▶ Excerpted text
# Robbie can you wrap.....



## *MAGIC* (Oct 21, 2009)

Are the words that are very common at VM HQ 

But when James came in for a couple of bits I was more than wetting myself when he asked me to wrap his GF's shoes :nervous:

So you know me, I love a challange and not to let a great customer down this is what we did :thumbsup:

























I still PMSL when I see these pics :thumbsup:


Robbie


----------



## furrywoolyhatuk (Apr 16, 2009)

That guy must have a serious carbon fetish!


----------



## Stevie76 (Dec 17, 2009)

Lol....very good!


----------



## Alias23 (Nov 25, 2010)

Thats HOT!!!


----------



## Zed Ed (Oct 24, 2007)

please let there be a part 2 to this thread


----------



## Nigel-Power (Dec 16, 2009)

That must be for a tall girl I suspect :nervous: look at the size of them platforms 

I hope youe washed your hands with soap and water aftre though


----------



## *MAGIC* (Oct 21, 2009)

Taking orders now....


----------



## T80 GTR (Jan 10, 2010)

*MAGIC* said:


> Taking orders now....


They look very nice. How much to wrap the shoes?


----------



## anilj (Jan 30, 2010)

I just noticed they are made in Brazil....this is too good to be true


----------



## skyline 34 (May 8, 2006)

That's my wife's christmas present sorted.:clap:


----------



## Steve (Sep 21, 2001)

Dataset rows showing where objects appear

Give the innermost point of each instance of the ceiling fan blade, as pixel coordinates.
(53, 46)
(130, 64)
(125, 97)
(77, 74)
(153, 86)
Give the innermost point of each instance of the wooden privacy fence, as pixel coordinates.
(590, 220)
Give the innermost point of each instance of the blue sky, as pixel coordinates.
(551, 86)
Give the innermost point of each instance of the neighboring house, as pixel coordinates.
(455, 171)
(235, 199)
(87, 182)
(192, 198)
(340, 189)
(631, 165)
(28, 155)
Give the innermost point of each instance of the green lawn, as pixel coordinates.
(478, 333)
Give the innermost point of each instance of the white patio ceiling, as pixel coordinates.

▶ Task set
1) Which usernames in the shoe-wrapping thread have a 2009 date next to them? List each name once.
2) Answer from the shoe-wrapping thread:
(a) Whose shoes did James ask to have wrapped?
(b) According to anilj, where were the shoes made?
(c) What does skyline 34 say has been sorted?

▶ Solutions to the tasks
1) *MAGIC*, furrywoolyhatuk, Stevie76, Nigel-Power

2)
(a) His GF's (girlfriend's) shoes.
(b) Brazil.
(c) The poster's wife's Christmas present.